## Exercise requirements
• A. In the discussion thread on AI intelligence, why does stickfigure say current LLMs are a long way from being indistinguishable from real intelligence? Answer in one to three sentences.
• B. According to the discussion thread on AI intelligence, what do most approaches to tensors usually do instead of integrating different neuronal models at the node level?

-------- Selected excerpt

I don’t understand the argument “AI is just XYZ mechanism, therefore it cannot be intelligent”.

Does the mechanism really disqualify it from intelligence if behaviorally, you cannot distinguish it from “real” intelligence?

I’m not saying that LLMs have certainly surpassed the “cannot distinguish from real intelligence” threshold, but saying there’s not even a little bit of intelligence in a system that can solve more complex math problems than I can seems like a stretch.

stickfigure 4 days ago | parent | next [-]

> if behaviorally, you cannot distinguish it from “real” intelligence?

Current LLMs are a long way from there.

You may think "sure seems like it passes the Turing test to me!" but they all fail if you carry on a conversation long enough. AIs need some equivalent of neuroplasticity and as of yet they do not have it.

PxldLtd 4 days ago | parent [-]

This is what I think is the next evolution of these models. Our brains are made up of many different types of neurones all interspersed with local regions made up of specific types. From my understanding most approaches to tensors don't integrate these different neuronal models at the node level; it's usually by feeding several disparate models data and combining an end result. Being able to reshape the underlying model and have varying tensor types that can migrate or have a lifetime seems exciting to me.

8note 4 days ago | parent | prev | next [-]

i dont see the need to focus on "intelligent" compared to "it can solve these problems well, and cant solve these other problems"

whats the benefit of calling something "intelligent" ?

----------------
-------- Data section

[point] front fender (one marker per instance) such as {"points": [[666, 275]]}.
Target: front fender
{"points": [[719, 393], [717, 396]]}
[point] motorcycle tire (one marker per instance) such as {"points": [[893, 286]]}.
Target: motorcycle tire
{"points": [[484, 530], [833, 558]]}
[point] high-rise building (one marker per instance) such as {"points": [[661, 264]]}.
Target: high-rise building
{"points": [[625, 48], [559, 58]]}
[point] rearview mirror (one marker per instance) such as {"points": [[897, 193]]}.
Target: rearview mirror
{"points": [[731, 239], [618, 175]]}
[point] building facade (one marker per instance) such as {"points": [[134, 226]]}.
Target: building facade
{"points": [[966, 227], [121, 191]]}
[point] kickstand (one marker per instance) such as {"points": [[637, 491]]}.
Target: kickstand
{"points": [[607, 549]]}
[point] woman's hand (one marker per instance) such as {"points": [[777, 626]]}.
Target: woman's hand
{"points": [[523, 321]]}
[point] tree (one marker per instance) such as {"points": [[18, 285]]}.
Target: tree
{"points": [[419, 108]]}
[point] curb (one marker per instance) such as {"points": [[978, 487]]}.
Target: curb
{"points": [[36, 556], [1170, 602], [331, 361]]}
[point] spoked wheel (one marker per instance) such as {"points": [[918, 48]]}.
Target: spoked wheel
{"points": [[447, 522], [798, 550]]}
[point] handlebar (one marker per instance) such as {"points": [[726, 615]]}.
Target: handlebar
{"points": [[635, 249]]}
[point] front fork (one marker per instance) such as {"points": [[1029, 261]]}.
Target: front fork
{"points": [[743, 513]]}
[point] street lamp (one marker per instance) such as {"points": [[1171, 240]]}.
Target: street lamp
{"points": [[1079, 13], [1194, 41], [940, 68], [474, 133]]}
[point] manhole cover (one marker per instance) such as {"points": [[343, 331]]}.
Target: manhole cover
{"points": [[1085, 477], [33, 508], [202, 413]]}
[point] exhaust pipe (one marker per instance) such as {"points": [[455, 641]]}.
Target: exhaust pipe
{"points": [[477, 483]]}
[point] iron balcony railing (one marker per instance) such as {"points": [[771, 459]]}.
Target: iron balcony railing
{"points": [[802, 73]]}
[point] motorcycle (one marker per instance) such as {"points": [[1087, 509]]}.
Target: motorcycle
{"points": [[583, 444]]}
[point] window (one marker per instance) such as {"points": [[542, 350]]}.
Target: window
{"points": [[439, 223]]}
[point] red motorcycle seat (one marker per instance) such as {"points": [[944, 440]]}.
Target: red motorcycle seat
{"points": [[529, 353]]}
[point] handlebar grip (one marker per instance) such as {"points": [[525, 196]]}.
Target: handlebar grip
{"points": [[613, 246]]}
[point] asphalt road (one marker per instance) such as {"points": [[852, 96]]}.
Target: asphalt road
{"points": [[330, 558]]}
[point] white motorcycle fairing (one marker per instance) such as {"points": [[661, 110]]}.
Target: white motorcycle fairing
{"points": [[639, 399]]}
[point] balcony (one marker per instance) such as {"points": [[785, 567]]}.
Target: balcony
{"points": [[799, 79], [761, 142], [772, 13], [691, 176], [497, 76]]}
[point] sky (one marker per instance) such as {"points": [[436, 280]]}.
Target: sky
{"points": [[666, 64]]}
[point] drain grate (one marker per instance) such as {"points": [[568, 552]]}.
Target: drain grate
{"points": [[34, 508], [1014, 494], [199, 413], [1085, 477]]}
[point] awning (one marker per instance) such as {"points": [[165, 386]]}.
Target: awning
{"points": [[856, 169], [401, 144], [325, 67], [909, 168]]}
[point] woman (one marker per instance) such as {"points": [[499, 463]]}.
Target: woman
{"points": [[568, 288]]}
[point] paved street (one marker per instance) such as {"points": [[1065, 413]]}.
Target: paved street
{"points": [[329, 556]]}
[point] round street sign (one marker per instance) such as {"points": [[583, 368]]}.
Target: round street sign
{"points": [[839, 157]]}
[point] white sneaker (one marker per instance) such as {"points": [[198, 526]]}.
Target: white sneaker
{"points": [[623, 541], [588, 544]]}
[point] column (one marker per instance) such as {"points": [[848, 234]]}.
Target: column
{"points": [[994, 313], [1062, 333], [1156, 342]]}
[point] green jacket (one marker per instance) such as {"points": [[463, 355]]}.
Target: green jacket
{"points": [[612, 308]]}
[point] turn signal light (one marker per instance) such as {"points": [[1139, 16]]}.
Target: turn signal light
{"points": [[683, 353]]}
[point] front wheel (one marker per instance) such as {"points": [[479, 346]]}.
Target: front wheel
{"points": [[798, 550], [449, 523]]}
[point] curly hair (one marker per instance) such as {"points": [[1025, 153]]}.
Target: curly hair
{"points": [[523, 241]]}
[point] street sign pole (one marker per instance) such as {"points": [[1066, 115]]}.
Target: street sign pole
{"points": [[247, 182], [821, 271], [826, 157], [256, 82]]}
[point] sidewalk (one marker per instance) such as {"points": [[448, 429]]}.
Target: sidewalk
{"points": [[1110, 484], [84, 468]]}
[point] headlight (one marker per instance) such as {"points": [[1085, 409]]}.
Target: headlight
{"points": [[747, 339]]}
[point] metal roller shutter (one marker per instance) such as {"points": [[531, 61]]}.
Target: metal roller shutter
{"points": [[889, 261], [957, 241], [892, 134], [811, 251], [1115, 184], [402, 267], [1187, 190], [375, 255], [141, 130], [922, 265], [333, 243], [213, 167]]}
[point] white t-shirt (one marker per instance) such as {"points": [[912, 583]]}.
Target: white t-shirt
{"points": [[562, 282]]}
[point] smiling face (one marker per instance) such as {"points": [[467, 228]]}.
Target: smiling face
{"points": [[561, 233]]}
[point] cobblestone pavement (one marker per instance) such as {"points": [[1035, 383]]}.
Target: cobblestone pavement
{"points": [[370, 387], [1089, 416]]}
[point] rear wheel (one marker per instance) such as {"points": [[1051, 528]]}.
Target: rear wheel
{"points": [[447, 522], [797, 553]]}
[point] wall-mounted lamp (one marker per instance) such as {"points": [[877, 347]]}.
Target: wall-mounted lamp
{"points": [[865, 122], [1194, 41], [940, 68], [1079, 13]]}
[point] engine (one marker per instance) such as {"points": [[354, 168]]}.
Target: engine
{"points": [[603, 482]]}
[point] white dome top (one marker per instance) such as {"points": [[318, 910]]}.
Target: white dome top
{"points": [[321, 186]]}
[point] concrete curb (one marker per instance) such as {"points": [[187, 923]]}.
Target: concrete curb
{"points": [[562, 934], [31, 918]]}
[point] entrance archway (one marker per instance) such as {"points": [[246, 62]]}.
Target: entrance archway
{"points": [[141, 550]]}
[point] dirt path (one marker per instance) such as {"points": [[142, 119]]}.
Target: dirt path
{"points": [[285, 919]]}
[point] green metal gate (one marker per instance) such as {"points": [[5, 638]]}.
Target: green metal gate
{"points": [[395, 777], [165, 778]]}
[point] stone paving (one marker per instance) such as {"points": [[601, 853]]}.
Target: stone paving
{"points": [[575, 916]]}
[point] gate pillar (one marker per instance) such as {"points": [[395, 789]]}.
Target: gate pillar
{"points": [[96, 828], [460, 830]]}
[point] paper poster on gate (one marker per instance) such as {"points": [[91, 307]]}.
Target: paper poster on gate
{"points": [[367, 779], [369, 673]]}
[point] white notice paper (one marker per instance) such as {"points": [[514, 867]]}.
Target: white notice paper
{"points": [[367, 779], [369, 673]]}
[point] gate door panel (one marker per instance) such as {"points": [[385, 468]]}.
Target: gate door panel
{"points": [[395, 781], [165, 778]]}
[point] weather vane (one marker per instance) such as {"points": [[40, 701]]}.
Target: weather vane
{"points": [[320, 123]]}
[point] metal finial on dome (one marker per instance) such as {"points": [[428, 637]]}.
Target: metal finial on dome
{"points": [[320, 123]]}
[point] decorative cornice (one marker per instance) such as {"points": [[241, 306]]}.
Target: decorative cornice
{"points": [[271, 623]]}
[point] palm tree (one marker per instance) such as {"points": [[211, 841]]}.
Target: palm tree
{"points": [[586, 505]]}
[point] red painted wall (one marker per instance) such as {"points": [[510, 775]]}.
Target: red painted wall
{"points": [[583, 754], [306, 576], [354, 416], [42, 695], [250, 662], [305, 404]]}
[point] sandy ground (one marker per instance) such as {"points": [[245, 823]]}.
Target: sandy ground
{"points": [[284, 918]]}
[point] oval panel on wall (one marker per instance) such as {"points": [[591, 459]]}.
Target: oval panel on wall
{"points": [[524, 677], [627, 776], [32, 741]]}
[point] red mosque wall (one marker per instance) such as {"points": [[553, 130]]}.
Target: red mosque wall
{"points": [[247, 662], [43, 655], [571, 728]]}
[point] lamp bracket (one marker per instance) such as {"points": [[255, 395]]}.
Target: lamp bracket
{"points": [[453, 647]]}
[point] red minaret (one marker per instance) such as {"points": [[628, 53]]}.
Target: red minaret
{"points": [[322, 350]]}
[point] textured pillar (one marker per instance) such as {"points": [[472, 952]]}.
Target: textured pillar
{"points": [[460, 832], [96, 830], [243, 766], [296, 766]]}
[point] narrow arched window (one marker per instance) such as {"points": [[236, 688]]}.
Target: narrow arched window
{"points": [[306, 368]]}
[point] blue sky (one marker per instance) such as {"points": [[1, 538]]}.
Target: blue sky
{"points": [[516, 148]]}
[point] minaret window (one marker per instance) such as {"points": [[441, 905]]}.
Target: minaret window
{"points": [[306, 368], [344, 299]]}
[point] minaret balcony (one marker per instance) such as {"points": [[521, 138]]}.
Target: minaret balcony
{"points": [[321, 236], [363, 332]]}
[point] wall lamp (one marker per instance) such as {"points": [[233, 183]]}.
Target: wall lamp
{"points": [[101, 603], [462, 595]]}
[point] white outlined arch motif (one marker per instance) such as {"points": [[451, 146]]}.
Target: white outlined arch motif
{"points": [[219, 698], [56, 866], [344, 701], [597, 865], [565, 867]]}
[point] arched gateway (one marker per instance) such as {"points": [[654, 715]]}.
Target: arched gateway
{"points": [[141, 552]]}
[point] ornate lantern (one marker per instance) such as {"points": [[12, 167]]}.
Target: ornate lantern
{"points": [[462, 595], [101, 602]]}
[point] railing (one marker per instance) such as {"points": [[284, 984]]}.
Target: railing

----------------

## Task-by-task solutions
• A. Stickfigure says that even if LLMs seem to pass the Turing test, they all fail once a conversation goes on long enough. AIs need some equivalent of neuroplasticity, and they do not have it yet.

• B. They usually feed several disparate models data and combine an end result.